Фрагмент текста:
►

Итак, чтобы исследовать в данном случае сходство и различие женской и мужской добродетели, «не найти лучшего средства, – говорит Плутарх, – нежели сопоставить с жизнью и деяниями одних – жизнь и деяния других, как сравнивают творения большого мастерства, и рассмотреть, одинаковый ли облик и черты имело стремление к великим делам – у Семирамиды и Сесостриса, проворство ума у Танаквилы и царя Сервия, душевное величие – у Порции и Брута, у Тимоклеи и Пелопида». Излагая рассказы, известные и забытые, мифологические сказания и исторические факты, подчас не лишенные литературной обработки, Плутарх считает своим долгом ознакомить читателя со множеством отличных друг от друга видов отваги, рассудительности и справедливости, «коль скоро частные различия не отнимают ни у одной из этих добродетелей присущего ей наименования».

◄

[Данные сегментации]

►

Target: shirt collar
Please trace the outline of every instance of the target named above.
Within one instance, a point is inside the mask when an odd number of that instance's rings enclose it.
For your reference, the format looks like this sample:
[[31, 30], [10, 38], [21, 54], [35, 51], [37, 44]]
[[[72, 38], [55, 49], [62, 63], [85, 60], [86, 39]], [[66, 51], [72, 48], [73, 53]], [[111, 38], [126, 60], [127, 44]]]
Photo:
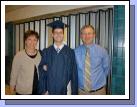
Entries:
[[90, 44], [90, 45], [84, 45], [85, 48], [91, 48], [94, 46], [94, 43]]
[[55, 49], [62, 49], [64, 47], [64, 43], [62, 43], [59, 47], [57, 47], [57, 45], [54, 43], [54, 48]]

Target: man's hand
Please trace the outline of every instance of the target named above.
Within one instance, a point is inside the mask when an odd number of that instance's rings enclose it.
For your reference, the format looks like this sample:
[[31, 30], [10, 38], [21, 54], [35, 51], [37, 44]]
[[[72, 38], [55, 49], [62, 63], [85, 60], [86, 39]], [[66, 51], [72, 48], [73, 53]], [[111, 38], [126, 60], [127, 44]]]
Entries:
[[43, 65], [43, 69], [47, 71], [47, 65]]
[[10, 87], [10, 94], [14, 95], [15, 94], [15, 87]]
[[48, 91], [46, 91], [46, 93], [44, 93], [44, 95], [48, 95], [49, 93], [48, 93]]

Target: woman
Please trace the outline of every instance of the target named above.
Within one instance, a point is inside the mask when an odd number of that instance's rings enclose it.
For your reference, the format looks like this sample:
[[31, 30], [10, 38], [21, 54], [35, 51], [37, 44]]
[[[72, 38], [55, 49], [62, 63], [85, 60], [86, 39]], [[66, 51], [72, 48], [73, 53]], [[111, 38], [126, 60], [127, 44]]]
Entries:
[[25, 49], [18, 52], [12, 63], [10, 77], [11, 93], [16, 95], [36, 95], [38, 85], [38, 65], [40, 52], [36, 49], [39, 36], [32, 30], [25, 32]]

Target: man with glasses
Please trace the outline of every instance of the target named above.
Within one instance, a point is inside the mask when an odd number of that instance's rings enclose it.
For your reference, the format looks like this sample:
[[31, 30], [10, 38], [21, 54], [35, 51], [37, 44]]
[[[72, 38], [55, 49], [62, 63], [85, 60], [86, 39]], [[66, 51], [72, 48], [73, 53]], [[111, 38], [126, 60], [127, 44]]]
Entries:
[[105, 95], [110, 66], [107, 51], [93, 43], [95, 38], [93, 26], [83, 26], [80, 33], [83, 45], [75, 49], [78, 67], [78, 93], [80, 95]]

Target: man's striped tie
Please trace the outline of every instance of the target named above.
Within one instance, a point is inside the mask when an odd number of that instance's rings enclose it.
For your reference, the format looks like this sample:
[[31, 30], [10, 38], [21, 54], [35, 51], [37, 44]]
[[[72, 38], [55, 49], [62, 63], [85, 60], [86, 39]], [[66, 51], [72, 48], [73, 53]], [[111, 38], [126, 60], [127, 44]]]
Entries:
[[90, 49], [86, 49], [86, 58], [85, 58], [85, 84], [84, 84], [84, 89], [86, 91], [91, 90], [91, 63], [90, 63]]

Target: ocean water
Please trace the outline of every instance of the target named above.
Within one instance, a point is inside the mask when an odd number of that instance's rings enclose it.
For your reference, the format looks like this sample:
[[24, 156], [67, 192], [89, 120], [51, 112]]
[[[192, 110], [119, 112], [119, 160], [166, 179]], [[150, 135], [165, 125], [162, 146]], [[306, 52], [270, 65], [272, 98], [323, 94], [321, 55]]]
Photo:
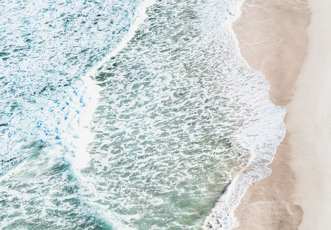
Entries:
[[235, 227], [285, 132], [242, 3], [0, 1], [0, 228]]

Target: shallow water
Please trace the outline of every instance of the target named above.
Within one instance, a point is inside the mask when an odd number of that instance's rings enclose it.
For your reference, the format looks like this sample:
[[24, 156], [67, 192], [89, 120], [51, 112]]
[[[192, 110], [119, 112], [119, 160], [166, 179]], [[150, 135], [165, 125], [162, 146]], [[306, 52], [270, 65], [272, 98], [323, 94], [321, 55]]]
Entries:
[[0, 2], [2, 228], [201, 229], [283, 115], [240, 3]]

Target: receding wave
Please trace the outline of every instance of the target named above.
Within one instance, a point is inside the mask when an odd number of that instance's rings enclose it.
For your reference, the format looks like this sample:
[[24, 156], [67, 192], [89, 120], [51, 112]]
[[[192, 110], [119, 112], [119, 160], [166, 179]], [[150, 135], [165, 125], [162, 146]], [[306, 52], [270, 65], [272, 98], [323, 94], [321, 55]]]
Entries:
[[284, 131], [240, 3], [0, 2], [0, 226], [234, 227]]

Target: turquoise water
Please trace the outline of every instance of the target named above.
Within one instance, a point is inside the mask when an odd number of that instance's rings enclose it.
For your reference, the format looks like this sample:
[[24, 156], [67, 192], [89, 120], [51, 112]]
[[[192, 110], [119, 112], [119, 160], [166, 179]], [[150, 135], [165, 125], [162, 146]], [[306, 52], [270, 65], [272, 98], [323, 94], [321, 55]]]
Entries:
[[201, 229], [281, 122], [240, 3], [0, 2], [1, 228]]

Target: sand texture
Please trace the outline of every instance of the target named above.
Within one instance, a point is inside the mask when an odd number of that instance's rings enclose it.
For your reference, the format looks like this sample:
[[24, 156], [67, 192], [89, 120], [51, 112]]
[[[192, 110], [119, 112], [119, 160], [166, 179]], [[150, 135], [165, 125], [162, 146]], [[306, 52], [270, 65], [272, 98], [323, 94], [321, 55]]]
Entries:
[[[321, 3], [317, 1], [314, 1], [314, 4]], [[324, 1], [324, 5], [330, 5]], [[286, 134], [268, 166], [272, 172], [249, 188], [235, 211], [240, 223], [236, 229], [329, 229], [314, 225], [318, 209], [312, 210], [309, 204], [321, 205], [317, 200], [318, 193], [314, 193], [309, 184], [322, 186], [321, 181], [317, 181], [326, 172], [316, 172], [319, 167], [317, 162], [323, 162], [325, 154], [316, 156], [318, 147], [314, 143], [320, 138], [326, 144], [327, 128], [321, 123], [323, 131], [320, 134], [312, 128], [317, 127], [316, 115], [324, 114], [326, 117], [331, 111], [323, 108], [321, 101], [321, 101], [322, 95], [317, 92], [328, 93], [327, 85], [318, 80], [323, 78], [323, 72], [330, 72], [325, 69], [325, 62], [319, 63], [318, 67], [316, 63], [315, 53], [319, 49], [313, 45], [316, 42], [318, 46], [319, 39], [313, 39], [312, 35], [317, 33], [320, 36], [323, 31], [321, 28], [312, 31], [319, 27], [314, 23], [321, 19], [313, 22], [317, 14], [310, 3], [307, 0], [247, 0], [242, 7], [241, 17], [233, 25], [243, 56], [252, 68], [264, 73], [270, 85], [269, 99], [285, 107], [287, 113]], [[312, 74], [315, 71], [318, 76]], [[320, 101], [316, 110], [313, 104]], [[326, 152], [330, 149], [320, 148]]]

◄

Описание задания:
Пожалуйста, перепишите фрагмент о женской и мужской добродетели целиком, ничего в нем не меняя. Эти данные здесь никак не используются.

Ответ ниже:
Итак, чтобы исследовать в данном случае сходство и различие женской и мужской добродетели, «не найти лучшего средства, – говорит Плутарх, – нежели сопоставить с жизнью и деяниями одних – жизнь и деяния других, как сравнивают творения большого мастерства, и рассмотреть, одинаковый ли облик и черты имело стремление к великим делам – у Семирамиды и Сесостриса, проворство ума у Танаквилы и царя Сервия, душевное величие – у Порции и Брута, у Тимоклеи и Пелопида». Излагая рассказы, известные и забытые, мифологические сказания и исторические факты, подчас не лишенные литературной обработки, Плутарх считает своим долгом ознакомить читателя со множеством отличных друг от друга видов отваги, рассудительности и справедливости, «коль скоро частные различия не отнимают ни у одной из этих добродетелей присущего ей наименования».